Work task :: Pictures are to be left out, but please repeat each record exactly.

(Stored entries)
────────────────

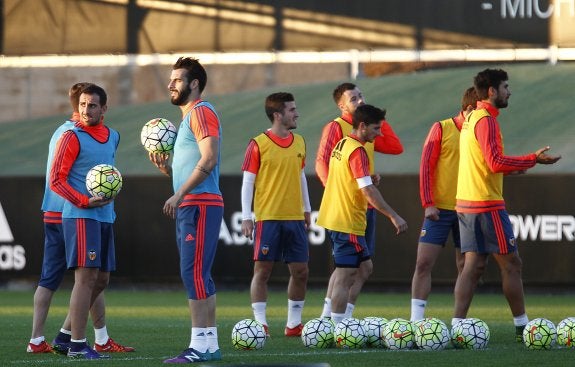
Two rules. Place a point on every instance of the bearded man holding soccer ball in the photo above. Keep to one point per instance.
(86, 219)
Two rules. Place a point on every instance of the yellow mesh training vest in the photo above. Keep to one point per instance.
(445, 187)
(475, 180)
(343, 205)
(278, 193)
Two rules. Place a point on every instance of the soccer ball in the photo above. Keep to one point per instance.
(373, 327)
(398, 334)
(158, 135)
(248, 334)
(317, 333)
(471, 333)
(431, 334)
(104, 180)
(566, 332)
(349, 333)
(539, 333)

────────────────

Answer to the problem ::
Two rules. Place a point on every instance of the bearded man holding soccer ball in the photo above. Keep to one point per instance.
(86, 219)
Two rules. Place a point on every instance of the yellow mesh training vest in the photo above. Keep to one point per instance.
(445, 187)
(475, 180)
(343, 205)
(278, 193)
Two rules. Place a point on every instance of the soccer ball in the photo above. Keep to one point per instance.
(373, 327)
(398, 334)
(158, 135)
(248, 334)
(317, 333)
(471, 333)
(431, 334)
(104, 180)
(566, 332)
(349, 333)
(539, 333)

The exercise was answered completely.